When Rachel Carson published Silent Spring in 1962, there was little public discourse on the hazards facing the environment. However, when excerpts from the book appeared in The New Yorker and when CBS Reports broadcast a 60-minute program on the author and her book, intense debate sparked from both the public and those companies profiting from the virtually unregulated manufacture and application of pesticides. President John F. Kennedy discussed Silent Spring at a press conference, noting that “Miss Carson's book” the U.S. Department of Agriculture and Public Health Service launched an investigation into the effects. Silent Spring is now widely credited within the scientific community and beyond for the ultimate banning of DDT and the stricter regulations placed on pesticides.

In Silent Spring, Carson purports to have wished not to “burden the text with footnotes” of her citations. The public awareness of pesticides' hazards arose largely from the easily digestible format of the book. In taking a discussion that was before held nearly exclusively in scientific circles and crafting it into an argument founded in literature, Carson created an easily understood text that, through the author's prowess in storytelling—which contributes largely to the sympathy and compassion the text elicits—could better invite the reader to share in and sympathize with its environmental message.

**ACTIVITY LIST:**
1 – Decide whether each statement below agrees with the passage on Silent Spring. Answer yes or no for each, and quote the words of the passage that decide it.
(a) Silent Spring was published in 1962.
(b) Before Silent Spring appeared, public discussion of environmental hazards was widespread.
(c) Excerpts from Silent Spring appeared in The New Yorker.
2 – Print word for word the stretch of the passage on Silent Spring from "In Silent Spring, Carson" through "its environmental message.".
3 – Write what comes next in the passage on Silent Spring, picking up after its final sentence.

**LISTED RECORDS:**
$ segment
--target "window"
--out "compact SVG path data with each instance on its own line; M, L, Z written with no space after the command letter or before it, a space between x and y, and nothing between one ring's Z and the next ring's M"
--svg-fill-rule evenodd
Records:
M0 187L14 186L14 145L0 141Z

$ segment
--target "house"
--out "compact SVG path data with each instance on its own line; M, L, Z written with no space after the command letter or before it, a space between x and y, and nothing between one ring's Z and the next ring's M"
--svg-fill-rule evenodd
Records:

**TASK RESULTS:**
1 –
(a) Yes: "When Rachel Carson published Silent Spring in 1962"
(b) No: "there was little public discourse on the hazards facing the environment"
(c) Yes: "excerpts from the book appeared in The New Yorker"

2 –
In Silent Spring, Carson purports to have wished not to “burden the text with footnotes” of her citations. The public awareness of pesticides' hazards arose largely from the easily digestible format of the book. In taking a discussion that was before held nearly exclusively in scientific circles and crafting it into an argument founded in literature, Carson created an easily understood text that, through the author's prowess in storytelling—which contributes largely to the sympathy and compassion the text elicits—could better invite the reader to share in and sympathize with its environmental message.

3 –
Rachel Carson's career would have gained neither the notoriety nor success it did without her self-conscious attempt to breach the disciplines to deliver her message. She bridged nature writing, which before had been largely kept to the social sphere, with the realm of scientific fact, and in doing so fused an emotionally charged argument with an objective, fact-based one. In her hybrid disciplined approach, an approach that reveals how all aspects of the environment are intrinsically linked and equally affected by an overrun system of pesticide use, Carson further shows through her writing that science and literature, when linked, can provide a compelling public argument. In providing explanations of the complexities of science in a language that the public could easily understand, Carson set the stage for a grass-roots movement demanding the regulation of pesticides.

In his 1994 introduction to Silent Spring, former Vice President Al Gore notes that Carson “gave a human face to an already dominant national concern”. The 1962 public was ready to launch into an environmental movement, and Silent Spring's personification, a literary strategy of giving human attributes to inanimate objects and holding the power to sentimentalize the problem, served as the bridge that was needed to deliver science's message and the subsequent catalyst to the American public. Silent Spring's title itself evokes sadness and demands action, as a silent and lifeless season in which no birds or other creatures sing is what Carson shows may occur if pesticide use is allowed to continue unregulated.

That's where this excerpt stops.